## Données de l'exercice
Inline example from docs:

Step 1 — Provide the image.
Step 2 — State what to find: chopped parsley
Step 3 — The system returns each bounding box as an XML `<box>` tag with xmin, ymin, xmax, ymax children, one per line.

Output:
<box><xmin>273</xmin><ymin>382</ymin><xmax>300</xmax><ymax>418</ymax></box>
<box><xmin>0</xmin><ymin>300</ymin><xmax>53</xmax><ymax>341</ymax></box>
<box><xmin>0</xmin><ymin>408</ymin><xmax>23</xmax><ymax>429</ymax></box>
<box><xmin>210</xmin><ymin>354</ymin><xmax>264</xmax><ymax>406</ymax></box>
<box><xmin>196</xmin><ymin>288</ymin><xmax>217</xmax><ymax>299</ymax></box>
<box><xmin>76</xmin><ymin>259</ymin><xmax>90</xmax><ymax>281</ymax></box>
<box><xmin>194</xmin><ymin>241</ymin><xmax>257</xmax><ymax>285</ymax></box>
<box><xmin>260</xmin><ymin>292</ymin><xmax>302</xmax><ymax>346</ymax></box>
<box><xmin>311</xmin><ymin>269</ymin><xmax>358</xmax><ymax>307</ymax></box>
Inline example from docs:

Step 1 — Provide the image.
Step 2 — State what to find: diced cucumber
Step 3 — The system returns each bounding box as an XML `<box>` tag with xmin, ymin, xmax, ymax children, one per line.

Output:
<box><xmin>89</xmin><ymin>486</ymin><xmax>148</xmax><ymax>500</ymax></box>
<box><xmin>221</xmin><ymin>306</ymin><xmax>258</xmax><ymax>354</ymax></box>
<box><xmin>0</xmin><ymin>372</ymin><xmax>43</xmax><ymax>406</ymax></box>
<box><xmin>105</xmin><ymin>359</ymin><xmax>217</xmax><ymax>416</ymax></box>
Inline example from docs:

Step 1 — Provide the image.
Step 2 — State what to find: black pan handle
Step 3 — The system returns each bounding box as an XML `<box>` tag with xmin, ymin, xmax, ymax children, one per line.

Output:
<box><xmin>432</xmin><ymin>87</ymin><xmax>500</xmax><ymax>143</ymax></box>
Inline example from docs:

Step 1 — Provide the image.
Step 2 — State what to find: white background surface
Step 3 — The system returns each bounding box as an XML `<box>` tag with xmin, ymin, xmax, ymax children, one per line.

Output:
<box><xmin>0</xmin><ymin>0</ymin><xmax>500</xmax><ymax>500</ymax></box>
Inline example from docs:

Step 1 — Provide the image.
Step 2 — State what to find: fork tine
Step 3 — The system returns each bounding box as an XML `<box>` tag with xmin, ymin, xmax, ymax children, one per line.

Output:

---

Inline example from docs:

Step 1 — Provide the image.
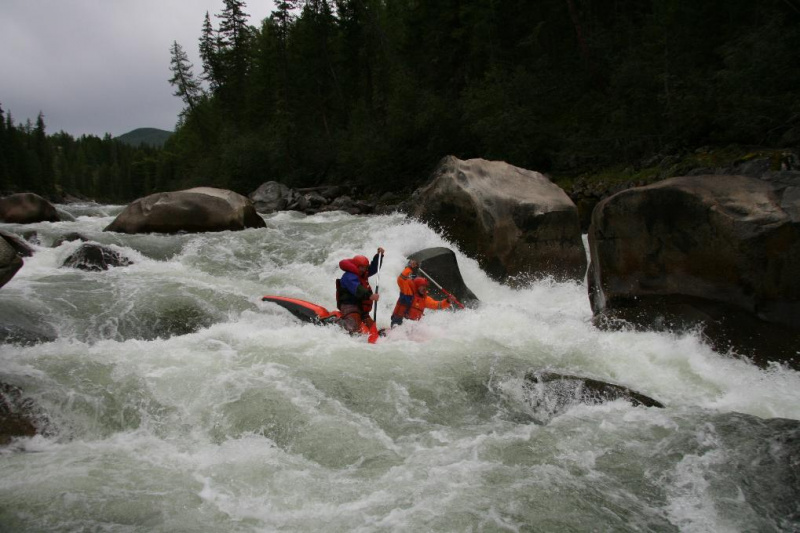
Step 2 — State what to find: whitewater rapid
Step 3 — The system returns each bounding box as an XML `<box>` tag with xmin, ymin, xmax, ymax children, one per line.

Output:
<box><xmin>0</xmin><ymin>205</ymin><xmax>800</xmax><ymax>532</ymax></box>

## Objectif
Repérez dans les rangées ci-dessus chaque ligne contenant la chaîne « what » et recopiez-la. La casse compte.

## Réponse finale
Step 2 — State what to find: chopped parsley
Step 2 — State what to find: diced cucumber
Step 2 — State what to find: black pan handle
Step 2 — State what to find: white background surface
Step 2 — State what to find: fork tine
Step 2 — State what to find: whitewater rapid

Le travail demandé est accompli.